### PROBLEM DESCRIPTION:
Copy each of the records below word for word, in the order they appear.

### STORED ROWS:
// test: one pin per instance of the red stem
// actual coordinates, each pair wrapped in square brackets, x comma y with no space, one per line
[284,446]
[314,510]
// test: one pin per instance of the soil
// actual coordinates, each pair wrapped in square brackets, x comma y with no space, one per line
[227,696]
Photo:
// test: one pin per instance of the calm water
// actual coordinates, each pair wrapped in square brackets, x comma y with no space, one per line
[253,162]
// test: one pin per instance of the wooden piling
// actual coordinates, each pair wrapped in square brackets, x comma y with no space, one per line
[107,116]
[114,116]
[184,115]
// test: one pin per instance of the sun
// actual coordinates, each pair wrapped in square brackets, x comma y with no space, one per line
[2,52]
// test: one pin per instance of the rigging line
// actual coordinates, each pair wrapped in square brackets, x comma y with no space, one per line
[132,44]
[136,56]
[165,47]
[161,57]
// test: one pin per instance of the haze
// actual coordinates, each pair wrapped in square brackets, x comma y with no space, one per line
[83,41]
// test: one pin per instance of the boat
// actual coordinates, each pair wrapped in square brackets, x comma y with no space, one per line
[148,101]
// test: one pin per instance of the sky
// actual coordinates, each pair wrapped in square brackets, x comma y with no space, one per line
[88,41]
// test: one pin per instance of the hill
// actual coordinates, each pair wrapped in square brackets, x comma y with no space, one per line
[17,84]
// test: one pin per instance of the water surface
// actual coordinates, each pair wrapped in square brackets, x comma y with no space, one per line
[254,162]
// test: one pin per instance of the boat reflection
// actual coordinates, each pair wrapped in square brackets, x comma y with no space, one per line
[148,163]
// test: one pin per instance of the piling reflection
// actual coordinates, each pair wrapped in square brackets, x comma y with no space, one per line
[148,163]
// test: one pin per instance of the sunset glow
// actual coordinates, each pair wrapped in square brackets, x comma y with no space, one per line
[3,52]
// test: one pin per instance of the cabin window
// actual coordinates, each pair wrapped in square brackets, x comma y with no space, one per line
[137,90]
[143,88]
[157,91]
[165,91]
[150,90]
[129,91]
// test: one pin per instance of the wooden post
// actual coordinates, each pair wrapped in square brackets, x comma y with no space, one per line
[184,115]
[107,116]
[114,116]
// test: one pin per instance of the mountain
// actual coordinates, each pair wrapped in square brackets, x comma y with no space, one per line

### SOLUTION FOR THIS TASK:
// test: one pin per instance of the red stem
// actual coordinates, each pair wrapped in square brackets, x comma y with no space, one per line
[284,446]
[314,510]
// test: one pin per instance of the soil
// actual coordinates, each pair wrapped in square brackets, x comma y with no space, one per line
[227,696]
Photo:
// test: one pin per instance of the calm water
// actual coordinates, each pair wrapped in square brackets, x comma y with no space, one per line
[253,162]
// test: one pin per instance of the wooden piling
// actual coordinates, each pair wrapped in square brackets, x comma y with no space, one per line
[107,116]
[114,116]
[184,115]
// test: one pin per instance of the sun
// actual coordinates, each pair wrapped in square brackets, x comma y with no space, one per line
[2,52]
// test: one pin per instance of the rigging line
// actual coordinates, each pair wrapped in square brackets, x comma y with no space, one per line
[132,44]
[136,56]
[165,47]
[161,57]
// test: one pin per instance of the haze
// actual coordinates, each pair wrapped in square brackets, x comma y with no space, one per line
[83,41]
// test: one pin per instance of the boat
// actual coordinates, each pair wrapped in square brackets, x comma y with no space, one per line
[148,101]
// test: one pin per instance of the sky
// actual coordinates, each pair wrapped in square brackets, x comma y with no space, one per line
[88,41]
// test: one pin per instance of the hill
// actual coordinates, each pair wrapped in square brackets, x comma y with no space, one per line
[17,84]
// test: one pin per instance of the water surface
// actual coordinates, each pair wrapped in square brackets, x comma y with no space, one per line
[254,162]
// test: one pin per instance of the boat reflection
// actual coordinates, each pair wrapped in square brackets, x comma y with no space, one per line
[148,163]
// test: one pin per instance of the piling reflection
// actual coordinates, each pair wrapped in square brackets, x comma y with no space, one per line
[148,163]
// test: one pin per instance of the sunset glow
// actual coordinates, each pair wrapped in square brackets, x comma y with no space, one per line
[3,52]
// test: one pin per instance of the cabin window
// actual coordinates, each pair wrapped in square brackets, x comma y with no space, one per line
[137,90]
[143,88]
[157,91]
[165,91]
[150,90]
[129,91]
// test: one pin per instance of the wooden post
// actual coordinates, each pair wrapped in square brackets, x comma y with no space, one per line
[184,115]
[107,116]
[114,116]
// test: one pin per instance of the mountain
// actual coordinates, each pair wrapped in square brackets, x comma y with no space, one per line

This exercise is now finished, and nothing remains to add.